TASK OBJECTIVE
Pictures stay out, but every line of the data is copied exactly.

INPUT
"""
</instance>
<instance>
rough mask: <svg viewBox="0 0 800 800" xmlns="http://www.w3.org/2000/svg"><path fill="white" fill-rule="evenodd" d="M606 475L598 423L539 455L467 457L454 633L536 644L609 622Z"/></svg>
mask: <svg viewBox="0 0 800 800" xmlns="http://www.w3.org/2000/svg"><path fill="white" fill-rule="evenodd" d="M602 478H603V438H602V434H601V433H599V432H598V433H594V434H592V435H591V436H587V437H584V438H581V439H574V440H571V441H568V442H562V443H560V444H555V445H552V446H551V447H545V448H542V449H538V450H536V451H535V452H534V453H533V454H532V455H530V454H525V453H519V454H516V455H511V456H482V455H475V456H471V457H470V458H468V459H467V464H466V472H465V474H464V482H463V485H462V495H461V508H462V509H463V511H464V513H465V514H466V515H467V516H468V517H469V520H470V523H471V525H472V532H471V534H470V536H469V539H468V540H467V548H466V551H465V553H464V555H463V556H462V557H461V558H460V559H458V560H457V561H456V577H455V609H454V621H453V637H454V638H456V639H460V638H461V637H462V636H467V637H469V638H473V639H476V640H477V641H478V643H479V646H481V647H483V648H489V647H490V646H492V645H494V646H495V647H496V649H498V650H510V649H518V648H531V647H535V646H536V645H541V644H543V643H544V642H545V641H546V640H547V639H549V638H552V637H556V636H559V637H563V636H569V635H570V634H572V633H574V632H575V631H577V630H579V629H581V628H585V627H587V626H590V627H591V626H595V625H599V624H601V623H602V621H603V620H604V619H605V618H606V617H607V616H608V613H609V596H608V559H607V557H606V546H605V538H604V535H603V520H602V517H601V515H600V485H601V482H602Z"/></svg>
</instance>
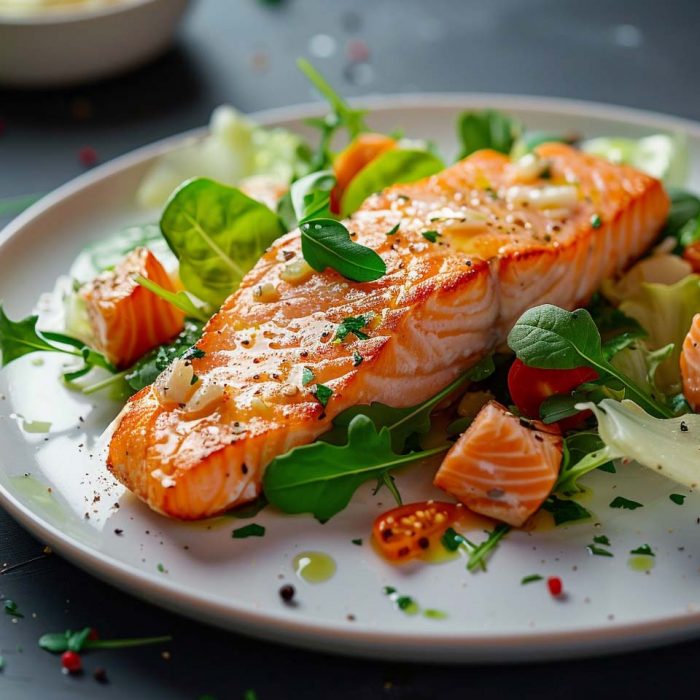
"""
RESULT
</instance>
<instance>
rough mask: <svg viewBox="0 0 800 800" xmlns="http://www.w3.org/2000/svg"><path fill="white" fill-rule="evenodd" d="M606 475L598 423L539 455L467 457L454 633L536 644L609 622Z"/></svg>
mask: <svg viewBox="0 0 800 800" xmlns="http://www.w3.org/2000/svg"><path fill="white" fill-rule="evenodd" d="M602 478H603V438H602V434H601V433H599V432H598V433H594V434H592V435H591V436H587V437H584V438H581V439H574V440H571V441H568V442H562V443H560V444H555V445H552V446H551V447H545V448H542V449H538V450H536V451H535V452H534V453H533V454H532V455H530V454H525V453H519V454H516V455H511V456H482V455H475V456H471V457H470V458H468V459H467V464H466V472H465V474H464V482H463V485H462V495H461V508H462V509H463V511H464V513H465V514H466V515H467V516H468V517H469V520H470V523H471V525H472V532H471V534H470V536H469V539H468V540H467V548H466V551H465V553H464V555H463V556H462V557H461V558H460V559H458V560H457V561H456V577H455V609H454V621H453V637H454V638H456V639H460V638H461V637H462V636H467V637H469V638H473V639H476V640H477V641H478V643H479V646H481V647H483V648H489V647H490V646H492V645H494V646H495V647H496V649H498V650H510V649H518V648H531V647H535V646H536V645H541V644H543V643H544V642H545V641H546V640H547V639H549V638H552V637H556V636H559V637H563V636H569V635H570V634H572V633H574V632H575V631H577V630H579V629H581V628H585V627H587V626H590V627H591V626H595V625H599V624H601V623H602V621H603V620H604V619H605V618H606V617H607V616H608V613H609V596H608V559H607V557H606V546H605V538H604V535H603V520H602V517H601V515H600V485H601V482H602Z"/></svg>
</instance>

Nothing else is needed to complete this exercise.